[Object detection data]
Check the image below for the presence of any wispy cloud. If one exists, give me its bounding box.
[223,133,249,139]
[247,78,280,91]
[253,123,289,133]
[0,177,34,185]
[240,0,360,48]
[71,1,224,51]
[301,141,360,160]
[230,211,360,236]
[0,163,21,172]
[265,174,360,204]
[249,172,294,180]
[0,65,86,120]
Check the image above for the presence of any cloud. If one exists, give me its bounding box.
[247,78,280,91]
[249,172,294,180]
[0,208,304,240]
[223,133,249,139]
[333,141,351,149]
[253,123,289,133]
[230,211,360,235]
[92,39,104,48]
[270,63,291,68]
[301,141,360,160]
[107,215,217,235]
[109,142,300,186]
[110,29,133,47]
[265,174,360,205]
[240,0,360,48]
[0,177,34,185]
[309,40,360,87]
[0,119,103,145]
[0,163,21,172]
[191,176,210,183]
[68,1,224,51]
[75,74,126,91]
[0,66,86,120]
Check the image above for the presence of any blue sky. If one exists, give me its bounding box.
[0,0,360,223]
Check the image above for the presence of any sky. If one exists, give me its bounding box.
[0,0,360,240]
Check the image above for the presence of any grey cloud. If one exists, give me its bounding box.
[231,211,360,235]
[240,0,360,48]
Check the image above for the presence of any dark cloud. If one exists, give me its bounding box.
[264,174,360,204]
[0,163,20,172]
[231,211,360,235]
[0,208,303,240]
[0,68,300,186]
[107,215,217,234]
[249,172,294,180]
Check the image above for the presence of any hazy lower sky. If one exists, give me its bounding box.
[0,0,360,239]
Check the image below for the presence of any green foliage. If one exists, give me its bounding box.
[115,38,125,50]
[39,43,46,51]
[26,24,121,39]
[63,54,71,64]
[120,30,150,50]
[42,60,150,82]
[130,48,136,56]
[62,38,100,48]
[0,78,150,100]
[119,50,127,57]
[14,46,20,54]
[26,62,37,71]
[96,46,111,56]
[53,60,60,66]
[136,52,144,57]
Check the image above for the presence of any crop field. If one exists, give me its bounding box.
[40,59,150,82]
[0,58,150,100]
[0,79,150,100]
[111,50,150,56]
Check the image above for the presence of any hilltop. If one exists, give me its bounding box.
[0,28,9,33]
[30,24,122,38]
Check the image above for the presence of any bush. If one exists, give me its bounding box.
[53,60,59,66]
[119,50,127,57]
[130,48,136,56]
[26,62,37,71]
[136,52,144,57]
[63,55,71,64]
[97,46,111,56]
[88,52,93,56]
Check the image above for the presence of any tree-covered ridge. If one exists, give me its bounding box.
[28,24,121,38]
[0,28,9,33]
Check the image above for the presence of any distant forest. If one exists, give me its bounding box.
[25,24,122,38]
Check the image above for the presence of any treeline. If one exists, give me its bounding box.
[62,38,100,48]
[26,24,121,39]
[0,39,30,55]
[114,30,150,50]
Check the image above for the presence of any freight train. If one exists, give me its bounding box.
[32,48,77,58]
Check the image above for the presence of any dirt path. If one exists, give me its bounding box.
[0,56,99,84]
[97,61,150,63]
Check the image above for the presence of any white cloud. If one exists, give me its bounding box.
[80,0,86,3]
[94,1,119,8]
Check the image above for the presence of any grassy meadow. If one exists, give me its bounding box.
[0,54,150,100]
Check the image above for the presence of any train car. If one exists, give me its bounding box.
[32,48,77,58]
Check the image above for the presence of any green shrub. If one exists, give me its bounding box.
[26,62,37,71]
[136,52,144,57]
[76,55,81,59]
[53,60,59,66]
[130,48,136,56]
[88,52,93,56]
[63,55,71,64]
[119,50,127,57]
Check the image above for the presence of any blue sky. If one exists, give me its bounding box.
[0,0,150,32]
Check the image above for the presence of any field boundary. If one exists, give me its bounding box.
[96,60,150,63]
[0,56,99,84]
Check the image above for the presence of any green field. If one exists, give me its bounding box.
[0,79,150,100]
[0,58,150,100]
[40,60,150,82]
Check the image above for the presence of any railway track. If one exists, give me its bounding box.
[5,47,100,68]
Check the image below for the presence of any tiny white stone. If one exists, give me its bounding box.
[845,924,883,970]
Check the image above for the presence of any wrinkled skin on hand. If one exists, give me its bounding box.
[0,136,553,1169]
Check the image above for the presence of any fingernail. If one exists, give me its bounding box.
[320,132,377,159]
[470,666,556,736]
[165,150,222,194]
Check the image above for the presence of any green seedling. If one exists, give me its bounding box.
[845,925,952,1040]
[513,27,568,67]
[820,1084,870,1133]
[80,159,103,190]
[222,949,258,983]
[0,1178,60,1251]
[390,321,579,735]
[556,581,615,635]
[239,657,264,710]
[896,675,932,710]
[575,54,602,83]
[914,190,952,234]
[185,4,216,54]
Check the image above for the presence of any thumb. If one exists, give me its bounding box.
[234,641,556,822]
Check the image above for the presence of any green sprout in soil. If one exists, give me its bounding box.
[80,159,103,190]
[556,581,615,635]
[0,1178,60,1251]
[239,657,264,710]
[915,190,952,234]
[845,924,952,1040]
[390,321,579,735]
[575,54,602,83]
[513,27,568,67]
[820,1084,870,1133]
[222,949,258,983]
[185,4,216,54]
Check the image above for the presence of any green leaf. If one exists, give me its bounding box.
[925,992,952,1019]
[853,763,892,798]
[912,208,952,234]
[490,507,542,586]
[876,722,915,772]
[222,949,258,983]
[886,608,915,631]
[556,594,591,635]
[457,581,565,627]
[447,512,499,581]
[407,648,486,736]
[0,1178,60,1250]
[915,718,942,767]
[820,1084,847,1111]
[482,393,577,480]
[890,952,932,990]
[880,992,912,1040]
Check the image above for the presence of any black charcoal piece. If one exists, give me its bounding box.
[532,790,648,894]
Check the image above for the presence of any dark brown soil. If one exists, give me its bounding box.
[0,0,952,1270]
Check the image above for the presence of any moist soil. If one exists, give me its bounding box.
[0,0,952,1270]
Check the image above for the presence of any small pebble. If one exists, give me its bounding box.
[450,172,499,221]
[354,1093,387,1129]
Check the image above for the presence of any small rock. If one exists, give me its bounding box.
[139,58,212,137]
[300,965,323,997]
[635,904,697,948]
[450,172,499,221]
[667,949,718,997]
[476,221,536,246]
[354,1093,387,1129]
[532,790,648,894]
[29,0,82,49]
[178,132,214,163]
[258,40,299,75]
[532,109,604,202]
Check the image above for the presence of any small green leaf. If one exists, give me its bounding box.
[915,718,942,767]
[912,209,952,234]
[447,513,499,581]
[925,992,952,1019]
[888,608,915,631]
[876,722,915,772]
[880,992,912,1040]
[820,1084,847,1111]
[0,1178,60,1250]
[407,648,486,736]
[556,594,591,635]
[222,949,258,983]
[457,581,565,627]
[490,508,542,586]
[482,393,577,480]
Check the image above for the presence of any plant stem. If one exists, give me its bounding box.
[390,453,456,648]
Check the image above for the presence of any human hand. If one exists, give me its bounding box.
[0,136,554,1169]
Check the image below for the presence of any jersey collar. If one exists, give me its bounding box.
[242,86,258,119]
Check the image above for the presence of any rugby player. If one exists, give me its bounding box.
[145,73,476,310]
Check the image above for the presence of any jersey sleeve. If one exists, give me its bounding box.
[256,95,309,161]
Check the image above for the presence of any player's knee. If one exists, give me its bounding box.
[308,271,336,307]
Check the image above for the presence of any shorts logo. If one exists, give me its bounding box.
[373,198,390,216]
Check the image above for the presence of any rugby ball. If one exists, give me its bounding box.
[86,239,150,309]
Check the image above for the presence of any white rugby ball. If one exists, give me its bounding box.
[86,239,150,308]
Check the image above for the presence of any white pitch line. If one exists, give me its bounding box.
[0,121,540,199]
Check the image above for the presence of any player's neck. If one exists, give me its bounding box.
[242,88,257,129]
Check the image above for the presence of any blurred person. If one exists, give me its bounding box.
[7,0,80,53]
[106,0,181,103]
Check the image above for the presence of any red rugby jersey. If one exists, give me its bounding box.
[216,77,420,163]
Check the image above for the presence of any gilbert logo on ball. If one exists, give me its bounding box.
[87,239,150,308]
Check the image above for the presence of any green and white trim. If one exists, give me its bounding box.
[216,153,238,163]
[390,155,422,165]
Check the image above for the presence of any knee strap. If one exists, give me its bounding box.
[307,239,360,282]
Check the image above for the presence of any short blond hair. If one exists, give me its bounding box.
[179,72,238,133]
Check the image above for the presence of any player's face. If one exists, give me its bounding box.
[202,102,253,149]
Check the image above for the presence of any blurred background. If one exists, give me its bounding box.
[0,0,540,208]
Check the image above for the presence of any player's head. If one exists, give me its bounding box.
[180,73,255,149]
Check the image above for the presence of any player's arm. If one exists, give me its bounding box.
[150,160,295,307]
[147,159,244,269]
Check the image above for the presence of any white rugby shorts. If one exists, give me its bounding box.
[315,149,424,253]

#### YOUR TASK:
Copy the data word for word, starting at its first line and ending at the line containing "[0,65,86,120]", with both of those lines included.

#### REPLY:
Check the image below for the presence of any wispy cloud. If one exists, give me its bounding box.
[223,133,249,139]
[247,78,280,91]
[253,123,289,133]
[0,177,34,185]
[240,0,360,48]
[71,1,224,51]
[301,141,360,160]
[230,211,360,236]
[0,163,21,172]
[265,174,360,204]
[249,172,294,180]
[0,65,86,120]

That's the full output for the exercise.